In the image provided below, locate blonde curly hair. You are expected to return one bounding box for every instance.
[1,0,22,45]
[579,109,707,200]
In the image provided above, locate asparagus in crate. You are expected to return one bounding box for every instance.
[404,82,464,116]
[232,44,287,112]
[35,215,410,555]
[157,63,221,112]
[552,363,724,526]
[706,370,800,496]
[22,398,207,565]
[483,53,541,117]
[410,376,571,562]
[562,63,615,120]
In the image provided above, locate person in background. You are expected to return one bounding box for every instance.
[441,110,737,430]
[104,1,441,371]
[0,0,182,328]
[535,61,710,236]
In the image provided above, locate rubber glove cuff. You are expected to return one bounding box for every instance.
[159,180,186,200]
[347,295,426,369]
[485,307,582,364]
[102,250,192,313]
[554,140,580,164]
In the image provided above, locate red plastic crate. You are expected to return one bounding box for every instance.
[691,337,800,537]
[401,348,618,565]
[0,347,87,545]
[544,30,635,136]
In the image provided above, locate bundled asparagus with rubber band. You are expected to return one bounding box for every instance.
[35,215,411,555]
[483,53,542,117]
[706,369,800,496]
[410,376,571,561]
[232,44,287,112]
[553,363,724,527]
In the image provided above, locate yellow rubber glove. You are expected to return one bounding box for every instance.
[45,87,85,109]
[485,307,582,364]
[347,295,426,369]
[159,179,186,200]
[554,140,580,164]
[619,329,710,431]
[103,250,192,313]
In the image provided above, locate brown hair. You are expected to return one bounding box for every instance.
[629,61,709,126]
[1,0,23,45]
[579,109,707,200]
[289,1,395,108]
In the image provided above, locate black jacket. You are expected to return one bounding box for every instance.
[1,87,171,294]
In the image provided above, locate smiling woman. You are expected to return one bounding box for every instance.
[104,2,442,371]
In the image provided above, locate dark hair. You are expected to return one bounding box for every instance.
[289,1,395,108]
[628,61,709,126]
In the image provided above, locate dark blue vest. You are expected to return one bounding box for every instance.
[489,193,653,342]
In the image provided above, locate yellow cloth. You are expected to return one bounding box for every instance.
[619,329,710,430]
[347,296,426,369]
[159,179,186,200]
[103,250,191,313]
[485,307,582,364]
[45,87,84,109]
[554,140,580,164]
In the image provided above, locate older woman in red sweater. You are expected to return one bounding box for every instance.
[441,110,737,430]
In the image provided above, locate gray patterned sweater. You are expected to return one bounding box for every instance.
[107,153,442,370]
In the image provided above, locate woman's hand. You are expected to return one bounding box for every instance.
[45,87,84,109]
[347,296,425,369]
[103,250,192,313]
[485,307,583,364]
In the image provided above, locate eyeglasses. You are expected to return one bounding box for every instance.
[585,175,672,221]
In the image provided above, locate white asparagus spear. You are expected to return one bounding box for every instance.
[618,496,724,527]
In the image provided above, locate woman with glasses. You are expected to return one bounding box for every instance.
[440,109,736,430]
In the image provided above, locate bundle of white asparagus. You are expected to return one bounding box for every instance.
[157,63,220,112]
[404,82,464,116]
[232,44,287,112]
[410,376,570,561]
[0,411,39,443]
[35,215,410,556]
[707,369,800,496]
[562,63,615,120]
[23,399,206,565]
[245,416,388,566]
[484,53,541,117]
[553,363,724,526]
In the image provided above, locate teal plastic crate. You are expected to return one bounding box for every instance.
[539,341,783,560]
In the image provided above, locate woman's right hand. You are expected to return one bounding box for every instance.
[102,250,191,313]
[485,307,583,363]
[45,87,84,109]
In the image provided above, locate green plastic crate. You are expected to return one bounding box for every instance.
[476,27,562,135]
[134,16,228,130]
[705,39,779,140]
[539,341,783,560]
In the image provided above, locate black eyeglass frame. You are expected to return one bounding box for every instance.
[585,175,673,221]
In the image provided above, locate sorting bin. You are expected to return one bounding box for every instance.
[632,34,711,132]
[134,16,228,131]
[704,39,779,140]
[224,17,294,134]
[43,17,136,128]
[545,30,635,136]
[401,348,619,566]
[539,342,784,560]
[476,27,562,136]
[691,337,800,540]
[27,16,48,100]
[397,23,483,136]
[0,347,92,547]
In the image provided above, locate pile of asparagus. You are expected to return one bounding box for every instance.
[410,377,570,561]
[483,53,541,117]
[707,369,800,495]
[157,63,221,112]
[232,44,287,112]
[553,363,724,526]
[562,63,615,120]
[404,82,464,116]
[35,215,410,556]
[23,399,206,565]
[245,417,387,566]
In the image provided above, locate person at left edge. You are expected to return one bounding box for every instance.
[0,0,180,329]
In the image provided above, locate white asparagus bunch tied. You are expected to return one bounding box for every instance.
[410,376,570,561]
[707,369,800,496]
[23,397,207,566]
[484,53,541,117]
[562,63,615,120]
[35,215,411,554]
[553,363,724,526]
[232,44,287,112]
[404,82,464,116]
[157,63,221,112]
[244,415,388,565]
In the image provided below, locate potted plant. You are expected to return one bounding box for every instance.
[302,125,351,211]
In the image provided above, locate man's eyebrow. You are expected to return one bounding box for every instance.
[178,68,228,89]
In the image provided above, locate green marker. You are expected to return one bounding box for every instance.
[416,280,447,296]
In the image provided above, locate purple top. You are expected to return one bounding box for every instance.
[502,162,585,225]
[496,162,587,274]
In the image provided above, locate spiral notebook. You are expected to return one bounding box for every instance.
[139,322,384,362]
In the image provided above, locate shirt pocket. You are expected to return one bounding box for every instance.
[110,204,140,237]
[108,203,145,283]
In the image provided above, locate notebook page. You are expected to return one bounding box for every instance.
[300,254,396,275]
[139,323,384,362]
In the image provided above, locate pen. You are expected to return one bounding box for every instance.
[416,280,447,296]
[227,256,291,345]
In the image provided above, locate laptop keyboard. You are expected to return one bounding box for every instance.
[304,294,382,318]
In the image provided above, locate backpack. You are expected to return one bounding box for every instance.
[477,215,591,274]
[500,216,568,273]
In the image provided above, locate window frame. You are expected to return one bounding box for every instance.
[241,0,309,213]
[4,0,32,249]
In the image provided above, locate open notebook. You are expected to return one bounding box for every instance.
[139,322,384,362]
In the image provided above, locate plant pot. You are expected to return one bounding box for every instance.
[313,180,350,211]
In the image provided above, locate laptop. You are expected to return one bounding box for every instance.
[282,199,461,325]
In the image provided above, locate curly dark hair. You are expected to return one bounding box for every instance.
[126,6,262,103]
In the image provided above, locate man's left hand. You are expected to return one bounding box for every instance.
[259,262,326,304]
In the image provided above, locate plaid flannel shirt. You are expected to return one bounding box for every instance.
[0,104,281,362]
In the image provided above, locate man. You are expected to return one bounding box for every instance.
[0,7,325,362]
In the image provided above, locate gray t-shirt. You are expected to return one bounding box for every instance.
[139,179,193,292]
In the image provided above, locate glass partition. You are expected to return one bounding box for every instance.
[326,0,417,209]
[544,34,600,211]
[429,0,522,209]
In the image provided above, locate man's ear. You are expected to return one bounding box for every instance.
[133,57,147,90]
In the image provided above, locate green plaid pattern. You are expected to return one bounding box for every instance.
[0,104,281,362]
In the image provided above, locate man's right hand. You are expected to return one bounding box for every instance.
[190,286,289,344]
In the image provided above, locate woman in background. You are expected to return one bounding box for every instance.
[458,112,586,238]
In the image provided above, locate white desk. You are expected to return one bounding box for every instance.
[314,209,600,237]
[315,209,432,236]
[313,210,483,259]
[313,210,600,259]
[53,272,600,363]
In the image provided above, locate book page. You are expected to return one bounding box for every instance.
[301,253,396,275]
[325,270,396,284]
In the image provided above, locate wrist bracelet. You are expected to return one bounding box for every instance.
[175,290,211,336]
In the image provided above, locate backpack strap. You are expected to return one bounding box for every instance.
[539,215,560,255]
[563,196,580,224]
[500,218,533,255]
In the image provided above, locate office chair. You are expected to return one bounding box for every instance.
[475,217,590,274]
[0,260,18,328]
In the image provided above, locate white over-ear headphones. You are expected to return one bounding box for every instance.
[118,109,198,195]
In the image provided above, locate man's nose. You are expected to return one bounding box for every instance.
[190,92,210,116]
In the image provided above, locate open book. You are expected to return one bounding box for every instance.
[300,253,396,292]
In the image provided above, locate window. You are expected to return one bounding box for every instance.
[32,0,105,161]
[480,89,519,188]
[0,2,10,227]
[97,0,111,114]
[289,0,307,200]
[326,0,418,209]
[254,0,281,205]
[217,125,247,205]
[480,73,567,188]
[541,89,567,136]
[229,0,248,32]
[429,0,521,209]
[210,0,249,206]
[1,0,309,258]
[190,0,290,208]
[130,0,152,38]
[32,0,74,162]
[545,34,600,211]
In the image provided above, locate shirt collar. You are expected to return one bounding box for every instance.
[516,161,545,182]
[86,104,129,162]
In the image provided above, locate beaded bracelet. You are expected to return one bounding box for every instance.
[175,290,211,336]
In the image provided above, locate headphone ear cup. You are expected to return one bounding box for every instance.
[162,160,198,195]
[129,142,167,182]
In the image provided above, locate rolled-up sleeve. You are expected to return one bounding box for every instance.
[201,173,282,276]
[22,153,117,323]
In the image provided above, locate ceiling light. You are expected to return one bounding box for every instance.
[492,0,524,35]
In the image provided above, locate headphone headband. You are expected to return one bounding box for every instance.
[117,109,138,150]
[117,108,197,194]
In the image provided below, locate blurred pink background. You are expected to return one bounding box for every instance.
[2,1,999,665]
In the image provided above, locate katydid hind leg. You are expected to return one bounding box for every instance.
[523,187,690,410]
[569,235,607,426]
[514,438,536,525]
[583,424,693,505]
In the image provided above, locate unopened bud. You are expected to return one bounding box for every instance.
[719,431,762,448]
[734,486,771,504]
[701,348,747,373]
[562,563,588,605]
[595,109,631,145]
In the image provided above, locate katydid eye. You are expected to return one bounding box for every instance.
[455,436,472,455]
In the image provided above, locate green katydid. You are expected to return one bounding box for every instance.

......

- **Problem to solve**: Print precisely the lines from the one with "In the image provided above, locate katydid eye." through the end of the data above, adding nothing.

- **Solved exercise**:
In the image provided above, locate katydid eye. You are expected to return one bounding box for every instance.
[455,436,472,455]
In the image provided above, locate green katydid. You are expected to return one bounding box for every instance.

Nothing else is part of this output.